- _Instructions for the task_:
Render every line of the material below as a JSON array of strings, one string per line, and leave out any blank lines.

--- Supplied material ---

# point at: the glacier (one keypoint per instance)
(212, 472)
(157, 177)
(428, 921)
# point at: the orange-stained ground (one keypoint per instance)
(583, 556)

---

- _Answer to the problem_:
[
  "# point at: the glacier (one keypoint per instance)",
  "(212, 472)",
  "(157, 177)",
  "(428, 921)",
  "# point at: the orange-stained ground (one keypoint per instance)",
  "(583, 556)"
]